YOUR OBJECTIVE: State how many lines in the data below contain the word "onion". Reply with the number alone.

DATASET RECORDS:

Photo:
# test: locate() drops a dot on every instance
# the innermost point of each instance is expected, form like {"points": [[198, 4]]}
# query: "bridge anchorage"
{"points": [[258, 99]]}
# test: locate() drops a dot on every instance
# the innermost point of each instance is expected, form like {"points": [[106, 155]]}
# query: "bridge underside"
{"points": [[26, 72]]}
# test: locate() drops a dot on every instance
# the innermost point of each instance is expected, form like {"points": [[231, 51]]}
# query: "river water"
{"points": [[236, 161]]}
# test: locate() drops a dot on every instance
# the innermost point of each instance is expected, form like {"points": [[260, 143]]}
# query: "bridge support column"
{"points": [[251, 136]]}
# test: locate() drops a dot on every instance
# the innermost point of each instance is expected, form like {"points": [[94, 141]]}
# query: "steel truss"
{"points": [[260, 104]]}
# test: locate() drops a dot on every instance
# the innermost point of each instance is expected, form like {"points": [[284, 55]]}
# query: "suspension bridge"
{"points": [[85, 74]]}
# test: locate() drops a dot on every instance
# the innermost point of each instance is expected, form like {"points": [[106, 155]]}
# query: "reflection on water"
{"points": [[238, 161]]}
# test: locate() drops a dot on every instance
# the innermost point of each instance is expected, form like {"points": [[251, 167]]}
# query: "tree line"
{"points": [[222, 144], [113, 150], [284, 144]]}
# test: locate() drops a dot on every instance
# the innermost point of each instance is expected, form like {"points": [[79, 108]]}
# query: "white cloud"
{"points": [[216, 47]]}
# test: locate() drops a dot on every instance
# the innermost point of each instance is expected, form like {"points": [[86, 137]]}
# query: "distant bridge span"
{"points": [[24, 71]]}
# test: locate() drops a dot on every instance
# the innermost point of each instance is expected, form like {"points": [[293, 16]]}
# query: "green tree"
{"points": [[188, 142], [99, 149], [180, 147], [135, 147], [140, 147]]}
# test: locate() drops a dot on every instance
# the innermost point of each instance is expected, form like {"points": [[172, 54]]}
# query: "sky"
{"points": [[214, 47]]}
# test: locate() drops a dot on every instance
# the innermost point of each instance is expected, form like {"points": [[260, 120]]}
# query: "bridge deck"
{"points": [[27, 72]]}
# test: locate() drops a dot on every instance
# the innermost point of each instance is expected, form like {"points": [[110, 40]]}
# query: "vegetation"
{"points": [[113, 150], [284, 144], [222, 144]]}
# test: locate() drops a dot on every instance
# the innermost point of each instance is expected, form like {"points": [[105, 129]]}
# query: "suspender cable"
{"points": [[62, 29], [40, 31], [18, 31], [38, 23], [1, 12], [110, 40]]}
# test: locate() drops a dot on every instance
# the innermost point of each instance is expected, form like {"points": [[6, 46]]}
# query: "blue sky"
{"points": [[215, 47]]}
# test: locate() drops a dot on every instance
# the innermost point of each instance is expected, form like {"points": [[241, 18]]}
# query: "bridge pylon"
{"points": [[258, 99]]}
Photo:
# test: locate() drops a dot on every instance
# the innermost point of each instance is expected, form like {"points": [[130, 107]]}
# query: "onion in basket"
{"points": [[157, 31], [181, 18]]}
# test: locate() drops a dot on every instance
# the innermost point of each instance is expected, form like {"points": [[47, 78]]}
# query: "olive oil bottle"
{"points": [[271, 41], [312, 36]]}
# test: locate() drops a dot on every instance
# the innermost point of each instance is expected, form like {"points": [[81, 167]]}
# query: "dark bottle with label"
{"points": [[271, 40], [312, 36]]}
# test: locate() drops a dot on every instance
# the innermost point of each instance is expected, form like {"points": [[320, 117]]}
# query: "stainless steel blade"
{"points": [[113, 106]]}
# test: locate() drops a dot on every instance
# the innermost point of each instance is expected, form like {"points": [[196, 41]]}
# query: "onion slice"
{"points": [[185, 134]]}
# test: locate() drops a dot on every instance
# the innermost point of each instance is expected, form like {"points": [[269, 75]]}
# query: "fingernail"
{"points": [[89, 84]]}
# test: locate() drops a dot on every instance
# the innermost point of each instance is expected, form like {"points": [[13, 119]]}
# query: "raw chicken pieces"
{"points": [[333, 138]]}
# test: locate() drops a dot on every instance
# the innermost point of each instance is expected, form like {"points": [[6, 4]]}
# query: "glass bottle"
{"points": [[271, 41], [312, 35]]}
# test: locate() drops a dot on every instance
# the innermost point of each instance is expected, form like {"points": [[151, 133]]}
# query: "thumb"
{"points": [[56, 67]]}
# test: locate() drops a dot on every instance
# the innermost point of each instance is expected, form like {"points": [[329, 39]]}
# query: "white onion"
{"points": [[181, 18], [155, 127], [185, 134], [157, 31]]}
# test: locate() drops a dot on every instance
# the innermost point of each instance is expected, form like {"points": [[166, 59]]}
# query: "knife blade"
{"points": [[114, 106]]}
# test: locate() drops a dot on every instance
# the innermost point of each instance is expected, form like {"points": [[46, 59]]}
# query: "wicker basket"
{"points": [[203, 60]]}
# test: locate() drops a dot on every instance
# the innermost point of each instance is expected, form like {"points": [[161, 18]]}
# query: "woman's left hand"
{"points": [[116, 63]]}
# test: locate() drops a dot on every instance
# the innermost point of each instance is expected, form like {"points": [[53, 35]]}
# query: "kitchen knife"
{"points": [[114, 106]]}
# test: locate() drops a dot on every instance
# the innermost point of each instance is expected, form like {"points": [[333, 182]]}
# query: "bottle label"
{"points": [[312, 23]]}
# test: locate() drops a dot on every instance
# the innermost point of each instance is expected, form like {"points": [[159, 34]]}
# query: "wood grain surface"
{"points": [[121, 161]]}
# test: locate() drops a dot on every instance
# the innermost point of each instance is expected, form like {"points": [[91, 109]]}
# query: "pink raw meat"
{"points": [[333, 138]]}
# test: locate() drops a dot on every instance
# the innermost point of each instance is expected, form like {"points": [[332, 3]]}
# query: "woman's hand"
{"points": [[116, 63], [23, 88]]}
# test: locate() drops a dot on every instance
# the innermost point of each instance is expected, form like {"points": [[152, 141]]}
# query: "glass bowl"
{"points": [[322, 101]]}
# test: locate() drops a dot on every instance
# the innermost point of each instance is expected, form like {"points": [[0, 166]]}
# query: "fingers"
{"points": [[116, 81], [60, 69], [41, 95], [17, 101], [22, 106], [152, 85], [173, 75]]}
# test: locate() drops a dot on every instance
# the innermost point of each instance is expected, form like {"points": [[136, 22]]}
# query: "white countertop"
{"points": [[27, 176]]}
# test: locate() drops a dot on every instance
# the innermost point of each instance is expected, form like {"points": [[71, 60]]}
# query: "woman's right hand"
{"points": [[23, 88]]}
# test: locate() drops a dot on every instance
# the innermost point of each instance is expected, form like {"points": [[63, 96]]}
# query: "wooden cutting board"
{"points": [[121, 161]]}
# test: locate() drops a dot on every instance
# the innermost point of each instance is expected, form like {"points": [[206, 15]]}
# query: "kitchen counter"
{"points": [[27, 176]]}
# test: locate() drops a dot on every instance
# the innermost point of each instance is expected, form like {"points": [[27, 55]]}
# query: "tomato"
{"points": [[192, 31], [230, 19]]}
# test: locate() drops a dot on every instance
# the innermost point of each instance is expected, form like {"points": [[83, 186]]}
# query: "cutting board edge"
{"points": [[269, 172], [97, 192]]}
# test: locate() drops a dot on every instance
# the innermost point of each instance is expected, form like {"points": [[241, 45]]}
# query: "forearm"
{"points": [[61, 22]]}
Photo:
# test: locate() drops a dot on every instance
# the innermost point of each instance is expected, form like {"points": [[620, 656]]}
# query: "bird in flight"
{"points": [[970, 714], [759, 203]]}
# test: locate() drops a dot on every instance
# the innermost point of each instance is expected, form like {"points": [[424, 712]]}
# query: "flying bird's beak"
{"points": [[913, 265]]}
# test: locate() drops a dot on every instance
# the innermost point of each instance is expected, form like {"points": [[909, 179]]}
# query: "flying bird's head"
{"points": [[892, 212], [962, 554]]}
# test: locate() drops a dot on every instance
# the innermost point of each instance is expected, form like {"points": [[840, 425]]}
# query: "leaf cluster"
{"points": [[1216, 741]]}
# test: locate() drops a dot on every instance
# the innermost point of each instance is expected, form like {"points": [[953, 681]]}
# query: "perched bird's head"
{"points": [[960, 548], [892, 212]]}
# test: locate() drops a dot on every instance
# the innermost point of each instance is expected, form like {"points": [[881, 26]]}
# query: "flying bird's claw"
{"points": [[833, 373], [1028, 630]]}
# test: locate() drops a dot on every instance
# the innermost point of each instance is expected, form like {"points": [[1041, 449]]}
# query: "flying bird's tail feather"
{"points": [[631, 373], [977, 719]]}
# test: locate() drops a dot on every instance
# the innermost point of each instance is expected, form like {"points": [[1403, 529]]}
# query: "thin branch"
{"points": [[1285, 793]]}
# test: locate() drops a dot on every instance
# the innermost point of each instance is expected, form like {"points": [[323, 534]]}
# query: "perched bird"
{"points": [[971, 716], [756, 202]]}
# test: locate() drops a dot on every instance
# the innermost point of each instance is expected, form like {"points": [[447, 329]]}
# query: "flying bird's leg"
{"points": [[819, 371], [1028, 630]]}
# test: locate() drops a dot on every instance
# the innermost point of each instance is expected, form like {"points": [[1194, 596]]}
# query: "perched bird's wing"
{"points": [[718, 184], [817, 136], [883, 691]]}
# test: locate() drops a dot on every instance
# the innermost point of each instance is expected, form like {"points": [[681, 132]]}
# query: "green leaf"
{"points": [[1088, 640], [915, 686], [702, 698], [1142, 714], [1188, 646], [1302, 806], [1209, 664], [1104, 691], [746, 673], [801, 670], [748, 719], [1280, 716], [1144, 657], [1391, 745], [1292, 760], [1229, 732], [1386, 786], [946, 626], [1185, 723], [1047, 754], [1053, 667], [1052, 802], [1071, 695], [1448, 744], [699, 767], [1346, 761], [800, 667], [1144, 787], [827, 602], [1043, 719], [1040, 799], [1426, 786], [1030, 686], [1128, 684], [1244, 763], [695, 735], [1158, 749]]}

FINISHED ANSWER: 3